_DESCRIPTION OF THE TASK:_
Every line in the data below that holds "white" should be found and copied.

(Image-backed grounding data)

┌────────

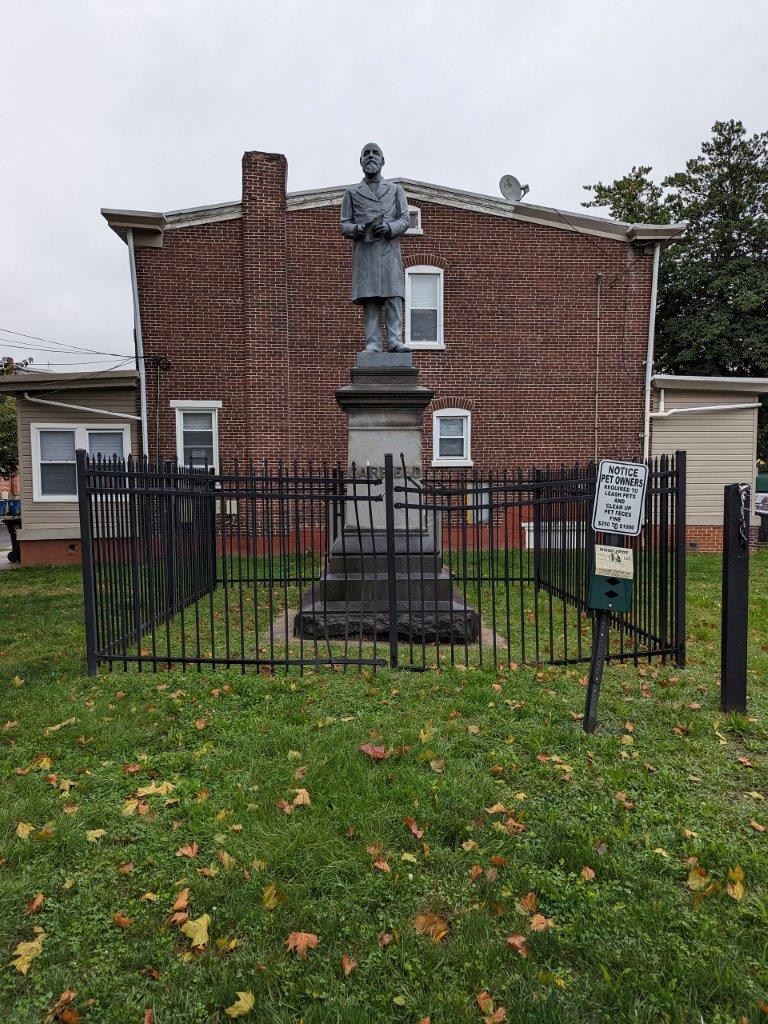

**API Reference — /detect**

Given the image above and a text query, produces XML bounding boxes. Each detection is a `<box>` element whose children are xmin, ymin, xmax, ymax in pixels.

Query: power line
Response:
<box><xmin>0</xmin><ymin>326</ymin><xmax>136</xmax><ymax>360</ymax></box>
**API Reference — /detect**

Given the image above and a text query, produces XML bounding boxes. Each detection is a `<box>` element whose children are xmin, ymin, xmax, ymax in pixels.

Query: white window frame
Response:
<box><xmin>432</xmin><ymin>408</ymin><xmax>472</xmax><ymax>468</ymax></box>
<box><xmin>405</xmin><ymin>206</ymin><xmax>423</xmax><ymax>235</ymax></box>
<box><xmin>170</xmin><ymin>400</ymin><xmax>222</xmax><ymax>472</ymax></box>
<box><xmin>31</xmin><ymin>422</ymin><xmax>132</xmax><ymax>502</ymax></box>
<box><xmin>405</xmin><ymin>266</ymin><xmax>444</xmax><ymax>349</ymax></box>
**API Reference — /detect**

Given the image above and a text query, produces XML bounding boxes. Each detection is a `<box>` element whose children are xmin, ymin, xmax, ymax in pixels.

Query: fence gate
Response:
<box><xmin>76</xmin><ymin>450</ymin><xmax>686</xmax><ymax>675</ymax></box>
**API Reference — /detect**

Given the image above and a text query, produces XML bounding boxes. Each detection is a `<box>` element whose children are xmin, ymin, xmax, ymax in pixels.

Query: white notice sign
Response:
<box><xmin>595</xmin><ymin>544</ymin><xmax>634</xmax><ymax>579</ymax></box>
<box><xmin>591</xmin><ymin>460</ymin><xmax>648</xmax><ymax>536</ymax></box>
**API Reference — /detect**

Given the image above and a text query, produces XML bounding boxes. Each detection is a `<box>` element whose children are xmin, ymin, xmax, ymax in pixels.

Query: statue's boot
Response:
<box><xmin>387</xmin><ymin>342</ymin><xmax>410</xmax><ymax>353</ymax></box>
<box><xmin>365</xmin><ymin>342</ymin><xmax>380</xmax><ymax>352</ymax></box>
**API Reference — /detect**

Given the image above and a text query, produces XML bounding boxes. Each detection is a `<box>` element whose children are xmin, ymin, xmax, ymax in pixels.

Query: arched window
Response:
<box><xmin>432</xmin><ymin>407</ymin><xmax>472</xmax><ymax>467</ymax></box>
<box><xmin>405</xmin><ymin>265</ymin><xmax>444</xmax><ymax>349</ymax></box>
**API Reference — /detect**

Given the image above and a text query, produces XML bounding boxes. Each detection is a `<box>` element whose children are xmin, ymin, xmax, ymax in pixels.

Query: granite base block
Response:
<box><xmin>293</xmin><ymin>595</ymin><xmax>481</xmax><ymax>644</ymax></box>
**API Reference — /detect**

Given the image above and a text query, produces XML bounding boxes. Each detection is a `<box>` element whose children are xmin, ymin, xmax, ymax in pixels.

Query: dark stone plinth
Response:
<box><xmin>294</xmin><ymin>595</ymin><xmax>481</xmax><ymax>644</ymax></box>
<box><xmin>355</xmin><ymin>350</ymin><xmax>413</xmax><ymax>369</ymax></box>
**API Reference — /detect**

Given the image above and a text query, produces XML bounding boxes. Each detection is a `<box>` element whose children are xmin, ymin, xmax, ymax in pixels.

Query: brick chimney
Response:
<box><xmin>241</xmin><ymin>151</ymin><xmax>290</xmax><ymax>457</ymax></box>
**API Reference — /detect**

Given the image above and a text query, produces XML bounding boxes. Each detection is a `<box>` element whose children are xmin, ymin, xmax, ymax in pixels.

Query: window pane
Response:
<box><xmin>439</xmin><ymin>417</ymin><xmax>465</xmax><ymax>438</ymax></box>
<box><xmin>411</xmin><ymin>309</ymin><xmax>438</xmax><ymax>342</ymax></box>
<box><xmin>410</xmin><ymin>273</ymin><xmax>438</xmax><ymax>308</ymax></box>
<box><xmin>439</xmin><ymin>436</ymin><xmax>465</xmax><ymax>458</ymax></box>
<box><xmin>182</xmin><ymin>430</ymin><xmax>214</xmax><ymax>447</ymax></box>
<box><xmin>40</xmin><ymin>463</ymin><xmax>77</xmax><ymax>495</ymax></box>
<box><xmin>39</xmin><ymin>430</ymin><xmax>76</xmax><ymax>462</ymax></box>
<box><xmin>408</xmin><ymin>209</ymin><xmax>420</xmax><ymax>230</ymax></box>
<box><xmin>182</xmin><ymin>412</ymin><xmax>214</xmax><ymax>431</ymax></box>
<box><xmin>88</xmin><ymin>431</ymin><xmax>125</xmax><ymax>460</ymax></box>
<box><xmin>183</xmin><ymin>445</ymin><xmax>214</xmax><ymax>467</ymax></box>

└────────

_SOLUTION BELOW:_
Query: white window frame
Query: white notice sign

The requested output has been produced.